**To do**
Output every line from the one containing "Ground small building." through the end of the entries, inclusive, as a JSON array of strings with one string per line and blank lines omitted.

**Extracted material**
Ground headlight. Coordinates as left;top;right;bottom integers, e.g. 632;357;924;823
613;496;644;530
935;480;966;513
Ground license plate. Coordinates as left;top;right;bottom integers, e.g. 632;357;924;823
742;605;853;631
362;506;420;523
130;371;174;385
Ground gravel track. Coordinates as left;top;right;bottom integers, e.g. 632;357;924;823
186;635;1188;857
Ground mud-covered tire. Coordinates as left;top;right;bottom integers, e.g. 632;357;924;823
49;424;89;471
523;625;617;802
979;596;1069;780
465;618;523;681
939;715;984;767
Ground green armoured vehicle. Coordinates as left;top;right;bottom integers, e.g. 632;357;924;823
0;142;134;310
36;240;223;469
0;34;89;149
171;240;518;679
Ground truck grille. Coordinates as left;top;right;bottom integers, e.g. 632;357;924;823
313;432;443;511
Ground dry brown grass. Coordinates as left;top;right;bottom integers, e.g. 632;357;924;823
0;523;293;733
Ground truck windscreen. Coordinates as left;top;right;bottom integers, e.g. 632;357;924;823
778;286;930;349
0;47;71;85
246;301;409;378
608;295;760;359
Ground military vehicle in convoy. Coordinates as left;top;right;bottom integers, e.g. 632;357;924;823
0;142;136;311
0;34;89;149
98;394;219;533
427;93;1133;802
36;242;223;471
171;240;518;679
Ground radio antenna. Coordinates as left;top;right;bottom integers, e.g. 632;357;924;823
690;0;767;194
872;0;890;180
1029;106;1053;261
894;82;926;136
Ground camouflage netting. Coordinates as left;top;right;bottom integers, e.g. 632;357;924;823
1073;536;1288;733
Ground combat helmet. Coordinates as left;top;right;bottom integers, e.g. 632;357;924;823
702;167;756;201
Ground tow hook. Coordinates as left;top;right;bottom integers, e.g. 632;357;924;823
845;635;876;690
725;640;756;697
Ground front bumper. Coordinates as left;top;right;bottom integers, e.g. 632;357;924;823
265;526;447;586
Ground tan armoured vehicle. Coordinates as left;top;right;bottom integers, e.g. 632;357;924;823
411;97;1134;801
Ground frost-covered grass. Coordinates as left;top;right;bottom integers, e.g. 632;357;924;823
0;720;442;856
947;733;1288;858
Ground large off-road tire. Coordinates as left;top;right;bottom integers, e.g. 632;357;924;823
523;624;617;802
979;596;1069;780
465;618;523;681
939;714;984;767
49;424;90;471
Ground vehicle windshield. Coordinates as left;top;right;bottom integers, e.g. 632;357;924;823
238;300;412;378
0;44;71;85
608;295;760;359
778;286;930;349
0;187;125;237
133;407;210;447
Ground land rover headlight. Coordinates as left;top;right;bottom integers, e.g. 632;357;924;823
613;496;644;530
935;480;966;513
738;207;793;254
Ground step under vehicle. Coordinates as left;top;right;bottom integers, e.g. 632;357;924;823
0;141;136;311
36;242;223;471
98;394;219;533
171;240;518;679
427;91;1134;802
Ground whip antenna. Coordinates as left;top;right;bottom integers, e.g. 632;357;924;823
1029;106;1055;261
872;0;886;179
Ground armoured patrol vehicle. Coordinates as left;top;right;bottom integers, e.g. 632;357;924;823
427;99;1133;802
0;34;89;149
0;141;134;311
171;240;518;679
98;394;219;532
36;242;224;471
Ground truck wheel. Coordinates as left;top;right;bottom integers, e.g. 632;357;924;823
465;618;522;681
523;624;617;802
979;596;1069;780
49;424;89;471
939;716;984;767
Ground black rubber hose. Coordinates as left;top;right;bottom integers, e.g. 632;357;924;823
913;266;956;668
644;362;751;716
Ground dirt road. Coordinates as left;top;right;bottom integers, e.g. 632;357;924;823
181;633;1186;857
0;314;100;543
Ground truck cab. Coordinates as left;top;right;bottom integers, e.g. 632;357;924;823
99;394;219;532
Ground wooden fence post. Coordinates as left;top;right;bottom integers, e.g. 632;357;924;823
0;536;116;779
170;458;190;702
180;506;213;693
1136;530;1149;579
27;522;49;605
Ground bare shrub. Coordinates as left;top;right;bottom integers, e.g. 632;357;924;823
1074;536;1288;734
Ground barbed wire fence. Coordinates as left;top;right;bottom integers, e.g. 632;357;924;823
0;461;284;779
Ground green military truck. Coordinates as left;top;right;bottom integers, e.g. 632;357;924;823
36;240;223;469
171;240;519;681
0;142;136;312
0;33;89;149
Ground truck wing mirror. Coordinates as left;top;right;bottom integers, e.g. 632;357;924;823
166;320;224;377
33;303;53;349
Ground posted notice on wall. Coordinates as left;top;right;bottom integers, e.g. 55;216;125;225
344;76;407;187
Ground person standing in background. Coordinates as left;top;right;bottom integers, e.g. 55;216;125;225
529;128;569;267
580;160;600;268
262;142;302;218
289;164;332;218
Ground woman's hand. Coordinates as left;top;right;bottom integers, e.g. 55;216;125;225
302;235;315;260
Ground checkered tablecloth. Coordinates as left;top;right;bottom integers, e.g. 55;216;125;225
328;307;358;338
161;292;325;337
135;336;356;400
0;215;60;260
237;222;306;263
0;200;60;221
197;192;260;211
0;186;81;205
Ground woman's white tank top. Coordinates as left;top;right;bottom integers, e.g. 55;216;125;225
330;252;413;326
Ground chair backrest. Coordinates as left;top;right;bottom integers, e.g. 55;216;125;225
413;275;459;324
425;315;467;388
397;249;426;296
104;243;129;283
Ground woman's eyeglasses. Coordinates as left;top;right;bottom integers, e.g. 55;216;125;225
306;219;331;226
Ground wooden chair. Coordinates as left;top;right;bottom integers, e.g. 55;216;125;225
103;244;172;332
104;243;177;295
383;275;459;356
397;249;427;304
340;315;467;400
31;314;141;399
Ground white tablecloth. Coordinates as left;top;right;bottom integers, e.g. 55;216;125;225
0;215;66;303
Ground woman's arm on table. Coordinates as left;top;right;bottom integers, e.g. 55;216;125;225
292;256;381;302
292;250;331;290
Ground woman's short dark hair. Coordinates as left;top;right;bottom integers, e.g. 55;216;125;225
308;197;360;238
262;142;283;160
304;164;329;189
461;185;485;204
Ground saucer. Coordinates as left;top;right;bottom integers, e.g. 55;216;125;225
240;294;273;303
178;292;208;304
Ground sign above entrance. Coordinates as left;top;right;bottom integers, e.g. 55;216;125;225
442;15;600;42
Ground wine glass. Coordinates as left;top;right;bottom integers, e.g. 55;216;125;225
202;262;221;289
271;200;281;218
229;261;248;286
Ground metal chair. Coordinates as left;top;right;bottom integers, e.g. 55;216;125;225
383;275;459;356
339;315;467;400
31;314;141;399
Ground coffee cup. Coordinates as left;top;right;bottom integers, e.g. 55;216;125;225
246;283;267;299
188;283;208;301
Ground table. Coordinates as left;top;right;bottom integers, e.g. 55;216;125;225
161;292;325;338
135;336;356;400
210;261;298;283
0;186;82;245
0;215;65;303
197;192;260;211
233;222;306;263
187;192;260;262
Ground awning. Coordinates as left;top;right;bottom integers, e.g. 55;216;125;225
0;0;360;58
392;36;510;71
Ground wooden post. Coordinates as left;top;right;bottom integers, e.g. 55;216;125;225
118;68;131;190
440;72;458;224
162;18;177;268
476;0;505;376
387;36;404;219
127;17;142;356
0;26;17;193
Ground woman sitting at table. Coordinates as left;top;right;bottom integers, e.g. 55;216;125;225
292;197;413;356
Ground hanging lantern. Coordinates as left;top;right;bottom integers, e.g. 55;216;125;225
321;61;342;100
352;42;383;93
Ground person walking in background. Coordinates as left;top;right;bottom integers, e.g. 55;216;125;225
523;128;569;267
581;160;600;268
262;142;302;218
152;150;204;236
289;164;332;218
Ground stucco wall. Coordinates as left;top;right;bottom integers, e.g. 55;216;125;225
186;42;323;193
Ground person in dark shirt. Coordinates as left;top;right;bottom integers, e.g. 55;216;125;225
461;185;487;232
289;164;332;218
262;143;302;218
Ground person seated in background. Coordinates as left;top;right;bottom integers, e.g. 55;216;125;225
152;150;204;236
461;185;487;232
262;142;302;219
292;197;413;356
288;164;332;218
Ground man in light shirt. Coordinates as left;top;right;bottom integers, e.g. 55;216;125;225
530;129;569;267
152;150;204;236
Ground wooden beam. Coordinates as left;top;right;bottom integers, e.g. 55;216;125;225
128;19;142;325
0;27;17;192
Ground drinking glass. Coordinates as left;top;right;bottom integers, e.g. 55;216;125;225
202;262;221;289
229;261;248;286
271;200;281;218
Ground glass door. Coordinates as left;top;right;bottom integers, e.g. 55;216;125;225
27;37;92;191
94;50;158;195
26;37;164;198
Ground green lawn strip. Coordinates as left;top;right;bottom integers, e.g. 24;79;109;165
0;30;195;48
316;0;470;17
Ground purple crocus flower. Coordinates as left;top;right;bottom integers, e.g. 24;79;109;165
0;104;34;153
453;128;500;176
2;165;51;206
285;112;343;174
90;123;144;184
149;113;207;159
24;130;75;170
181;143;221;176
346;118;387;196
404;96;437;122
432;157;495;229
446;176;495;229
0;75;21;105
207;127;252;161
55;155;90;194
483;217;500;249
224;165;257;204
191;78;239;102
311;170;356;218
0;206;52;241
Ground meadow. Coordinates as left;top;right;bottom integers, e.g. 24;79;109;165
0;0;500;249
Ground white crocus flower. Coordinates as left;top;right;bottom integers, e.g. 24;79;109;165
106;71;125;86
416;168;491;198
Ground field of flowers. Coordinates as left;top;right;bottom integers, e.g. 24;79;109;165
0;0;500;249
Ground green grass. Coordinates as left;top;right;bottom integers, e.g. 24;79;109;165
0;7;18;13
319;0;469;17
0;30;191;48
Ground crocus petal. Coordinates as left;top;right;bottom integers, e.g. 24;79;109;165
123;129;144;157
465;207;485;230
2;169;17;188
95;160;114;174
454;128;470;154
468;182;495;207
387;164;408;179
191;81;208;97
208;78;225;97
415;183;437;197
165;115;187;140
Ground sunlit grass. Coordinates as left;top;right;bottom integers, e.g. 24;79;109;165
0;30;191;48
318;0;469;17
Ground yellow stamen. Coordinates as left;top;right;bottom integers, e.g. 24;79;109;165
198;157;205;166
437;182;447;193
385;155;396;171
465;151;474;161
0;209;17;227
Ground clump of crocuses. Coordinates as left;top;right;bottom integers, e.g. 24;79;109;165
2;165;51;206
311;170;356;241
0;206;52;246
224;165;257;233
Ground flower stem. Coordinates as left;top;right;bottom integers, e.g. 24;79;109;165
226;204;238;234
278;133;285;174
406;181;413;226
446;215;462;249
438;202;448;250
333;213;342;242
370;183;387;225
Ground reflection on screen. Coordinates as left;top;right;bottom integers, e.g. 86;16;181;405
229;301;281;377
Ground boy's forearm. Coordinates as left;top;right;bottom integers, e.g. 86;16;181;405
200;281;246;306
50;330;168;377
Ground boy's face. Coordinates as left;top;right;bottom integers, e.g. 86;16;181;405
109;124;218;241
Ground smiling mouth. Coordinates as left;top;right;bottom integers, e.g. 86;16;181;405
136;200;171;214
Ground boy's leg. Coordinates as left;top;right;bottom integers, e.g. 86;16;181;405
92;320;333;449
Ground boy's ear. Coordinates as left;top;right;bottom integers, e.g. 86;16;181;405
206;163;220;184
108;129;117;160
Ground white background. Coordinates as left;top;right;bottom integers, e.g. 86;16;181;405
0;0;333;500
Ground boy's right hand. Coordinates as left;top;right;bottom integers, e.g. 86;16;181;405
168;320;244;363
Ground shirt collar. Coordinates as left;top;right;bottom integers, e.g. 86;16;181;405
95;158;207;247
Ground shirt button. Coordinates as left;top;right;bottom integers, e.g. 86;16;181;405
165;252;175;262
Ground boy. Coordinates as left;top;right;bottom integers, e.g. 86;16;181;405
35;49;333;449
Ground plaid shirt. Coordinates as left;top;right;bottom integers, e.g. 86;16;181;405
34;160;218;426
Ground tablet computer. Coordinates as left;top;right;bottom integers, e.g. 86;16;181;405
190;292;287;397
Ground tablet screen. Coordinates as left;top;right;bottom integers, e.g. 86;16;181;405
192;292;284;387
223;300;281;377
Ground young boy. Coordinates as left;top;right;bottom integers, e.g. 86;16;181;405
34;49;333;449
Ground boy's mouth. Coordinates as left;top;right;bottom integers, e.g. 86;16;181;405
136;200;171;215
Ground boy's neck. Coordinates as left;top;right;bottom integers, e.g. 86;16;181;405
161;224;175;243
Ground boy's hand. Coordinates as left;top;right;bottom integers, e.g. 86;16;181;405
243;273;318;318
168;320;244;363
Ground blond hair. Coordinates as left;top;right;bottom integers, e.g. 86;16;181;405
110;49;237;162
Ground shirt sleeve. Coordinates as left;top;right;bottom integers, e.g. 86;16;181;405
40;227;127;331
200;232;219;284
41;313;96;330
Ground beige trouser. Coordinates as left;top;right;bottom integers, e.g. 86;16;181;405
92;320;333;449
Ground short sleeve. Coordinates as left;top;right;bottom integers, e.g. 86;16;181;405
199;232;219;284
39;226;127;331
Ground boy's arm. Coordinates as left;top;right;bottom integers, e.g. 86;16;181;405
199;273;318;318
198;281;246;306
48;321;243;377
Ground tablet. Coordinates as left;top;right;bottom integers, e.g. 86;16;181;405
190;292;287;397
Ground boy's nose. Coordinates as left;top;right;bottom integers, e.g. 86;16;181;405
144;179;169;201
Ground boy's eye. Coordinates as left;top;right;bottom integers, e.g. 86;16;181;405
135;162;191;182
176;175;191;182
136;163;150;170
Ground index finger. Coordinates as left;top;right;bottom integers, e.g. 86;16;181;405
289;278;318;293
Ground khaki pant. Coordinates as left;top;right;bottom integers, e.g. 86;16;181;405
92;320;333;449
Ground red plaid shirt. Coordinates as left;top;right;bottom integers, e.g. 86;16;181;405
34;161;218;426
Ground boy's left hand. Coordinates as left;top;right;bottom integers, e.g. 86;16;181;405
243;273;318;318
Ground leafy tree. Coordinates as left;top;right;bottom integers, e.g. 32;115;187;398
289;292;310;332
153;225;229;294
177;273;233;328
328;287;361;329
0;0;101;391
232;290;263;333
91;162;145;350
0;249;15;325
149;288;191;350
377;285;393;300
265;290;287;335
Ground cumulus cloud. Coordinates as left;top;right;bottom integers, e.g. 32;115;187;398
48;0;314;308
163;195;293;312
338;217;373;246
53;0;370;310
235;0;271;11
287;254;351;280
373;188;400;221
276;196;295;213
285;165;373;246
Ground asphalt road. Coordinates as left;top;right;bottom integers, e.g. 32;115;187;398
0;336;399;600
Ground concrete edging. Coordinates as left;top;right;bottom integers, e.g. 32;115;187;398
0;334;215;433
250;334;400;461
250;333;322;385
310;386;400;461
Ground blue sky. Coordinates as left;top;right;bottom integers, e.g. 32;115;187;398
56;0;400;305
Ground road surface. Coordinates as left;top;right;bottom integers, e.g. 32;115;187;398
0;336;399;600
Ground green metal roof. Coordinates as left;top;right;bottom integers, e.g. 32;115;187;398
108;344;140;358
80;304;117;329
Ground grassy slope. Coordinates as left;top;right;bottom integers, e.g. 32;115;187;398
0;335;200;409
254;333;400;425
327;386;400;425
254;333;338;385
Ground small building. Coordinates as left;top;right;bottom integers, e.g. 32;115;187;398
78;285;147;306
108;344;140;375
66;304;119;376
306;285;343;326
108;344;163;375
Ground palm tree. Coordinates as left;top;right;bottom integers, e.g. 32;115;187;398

**Problem solution**
[
  "Ground small building. Coordinates as left;top;right;bottom integers, e.g. 32;115;187;398",
  "78;285;147;306",
  "108;344;140;375",
  "66;304;119;376",
  "306;285;343;326",
  "108;344;163;375",
  "Ground palm tree. Coordinates as left;top;right;bottom integers, e.g. 32;115;187;398"
]